* **TASKS AND EXERCISES**:
a - Using the interview with Marcos Tatijewski, decide whether each statement agrees with it: (i) he has lived in Asunción for 27 years; (ii) he founded his consulting firm in 2001; (iii) he calls the Club Med resort his greatest CX school. Answer yes or no for each and quote the deciding words.
b - Write the next part of the interview with Marcos Tatijewski, picking up after its final sentence.

┌─ PAGE TEXT

CXBuzz Interview with Marcos Tatijewski, CEO of Hypokampo CXtasy, Paraguay

Hi Marcos, tell us about yourself and your background.

I am Brazilian, I am 51 years old, and I have lived in Asunción, Paraguay, for 27 years. My non-negotiable values ​​are humanism, humor, and justice. My education is “non-linear”: I studied Electronic Engineering and Psychology, but my areas of work have always been innovation, entrepreneurship, strategy, and customer experience management (since before CX existed as a methodology!). I am on Earth to create, learn, teach, and enjoy. I am married to Sonia, the love of my life, I have a human daughter and two dog children.

How did you start working in the customer experience space?

From a very early age, I started a career in the gastronomy sector, starting as a waiter to becoming a restaurant manager. Subsequently, I worked for many years at a Club Med resort, which I consider my greatest CX school. There I performed various functions, up to the position of Public Relations Manager, where my main role was to ensure that the vacation experience of guests, both families and business groups, were impeccable.

When I moved to Paraguay, I participated in the founding group of the first ISP in the country, at a time when the concept of start-up was not yet predominant. As Chief Marketing Officer, my role was divided between managing the promotion and growth of the company, and supporting users, who had never had contact with the Internet in their lives, to take full advantage of the new communications paradigm. The Customer Experience within a totally innovative service for them, required a lot of empathy and a lot of focus in the journey of discovery of the value proposals that Internet offers. Finally, in 1998 I founded my consulting firm, Hypokampo Neuroexperiences Factory, which specializes in Innovation and Experience Management, in the early days of CX worldwide.

What do you think the top priority should be for a company that wants to improve its customer experience?

Cotton buds. Because listening, but really listening to the client, and acting coherently in response to their needs, desires, and problems, is the basis for building a lasting and profitable relationship, based on trust and mutual knowledge. There is much talk about “empathy” these days, and the Greek root of the word is “pathos,” emotion. Being empathetic, more than just recognizing the client’s emotions, is being “in-pathos”, inside the client’s emotion, and responding to them with a human voice. So, I would suggest less speech training, and more “listeneech” training.

How can companies better listen and understand their customer base?

Initially, it should be a top-down process: if the upper echelons of the company are not convinced of the importance of customer-centric strategy, no isolated action of VoC will result. Once the culture of listening is established, the company must direct all its efforts and resources to fulfill its promise of satisfying needs and desires or solving customer problems. It is a virtuous cycle: if I listen and take positively committed action, the customers will trust me more and give me more information about what they want and expect from my work. And this information will be the input for a new round of committed action.

└─
┌─ ENTRIES

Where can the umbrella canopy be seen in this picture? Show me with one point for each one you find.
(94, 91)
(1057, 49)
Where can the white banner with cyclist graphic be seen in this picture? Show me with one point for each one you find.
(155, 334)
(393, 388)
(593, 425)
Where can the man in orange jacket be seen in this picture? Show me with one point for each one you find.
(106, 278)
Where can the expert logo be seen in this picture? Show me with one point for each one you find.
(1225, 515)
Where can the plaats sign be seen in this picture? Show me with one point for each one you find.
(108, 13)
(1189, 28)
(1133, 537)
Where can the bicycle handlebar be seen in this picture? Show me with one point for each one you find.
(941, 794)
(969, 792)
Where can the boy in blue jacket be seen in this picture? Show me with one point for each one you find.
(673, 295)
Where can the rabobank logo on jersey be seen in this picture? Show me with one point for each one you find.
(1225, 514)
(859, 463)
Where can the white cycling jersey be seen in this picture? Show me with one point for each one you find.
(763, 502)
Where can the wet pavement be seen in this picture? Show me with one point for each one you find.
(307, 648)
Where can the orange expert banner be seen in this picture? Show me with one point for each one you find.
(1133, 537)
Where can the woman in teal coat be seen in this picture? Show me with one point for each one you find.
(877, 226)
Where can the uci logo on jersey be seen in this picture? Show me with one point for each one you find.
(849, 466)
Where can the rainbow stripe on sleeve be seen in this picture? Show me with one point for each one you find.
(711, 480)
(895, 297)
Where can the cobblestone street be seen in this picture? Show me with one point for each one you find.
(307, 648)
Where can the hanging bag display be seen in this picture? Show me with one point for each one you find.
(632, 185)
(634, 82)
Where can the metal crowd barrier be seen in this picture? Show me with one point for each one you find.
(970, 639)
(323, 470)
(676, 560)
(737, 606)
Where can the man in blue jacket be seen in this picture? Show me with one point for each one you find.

└─

* **REPLIES**:
a -
(i) Yes: "I have lived in Asunción, Paraguay, for 27 years"
(ii) No: "in 1998 I founded my consulting firm"
(iii) Yes: "which I consider my greatest CX school"

b -
Many companies are currently undergoing digital transformation processes. What are your tips on a successful digital transformation?

Forget about digital — focus on culture. The transformation is not technological (it never was, never will be), it was always cultural. It does not matter the “current machine”, the important issue is the security that the employee has of the utility of that machine for his functions. People will easily adopt anything that makes their job easier and will sabotage anything that looks like “innovation for the sake of innovation.”

Another fundamental point: move forward! The perfect is the enemy of the good, and if the company expects all systems to be ready, all its employees trained, and all its customers engaged, it will be too late.

What are some CX companies and solutions you’re keeping your eyes on right now?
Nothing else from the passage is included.